Saved entries:

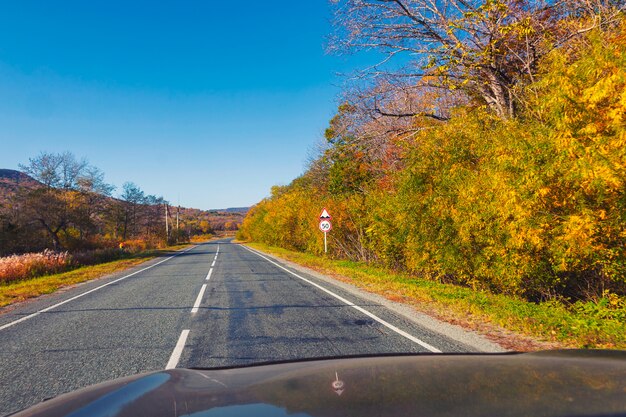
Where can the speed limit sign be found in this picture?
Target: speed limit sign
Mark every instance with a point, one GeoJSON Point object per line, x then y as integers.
{"type": "Point", "coordinates": [325, 226]}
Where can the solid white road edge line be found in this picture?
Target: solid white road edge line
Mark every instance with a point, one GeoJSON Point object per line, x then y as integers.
{"type": "Point", "coordinates": [178, 350]}
{"type": "Point", "coordinates": [356, 307]}
{"type": "Point", "coordinates": [198, 299]}
{"type": "Point", "coordinates": [30, 316]}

Required action: Your answer must be the lines from the one containing "Where can the solid" through the last line of the entries, copied exactly, with no other lines.

Task solution:
Where can the solid white road edge line be found in this picture?
Target: solid white road edge line
Mark every instance with a point, one GeoJSON Point object per line, x then y as integers.
{"type": "Point", "coordinates": [178, 350]}
{"type": "Point", "coordinates": [356, 307]}
{"type": "Point", "coordinates": [198, 299]}
{"type": "Point", "coordinates": [30, 316]}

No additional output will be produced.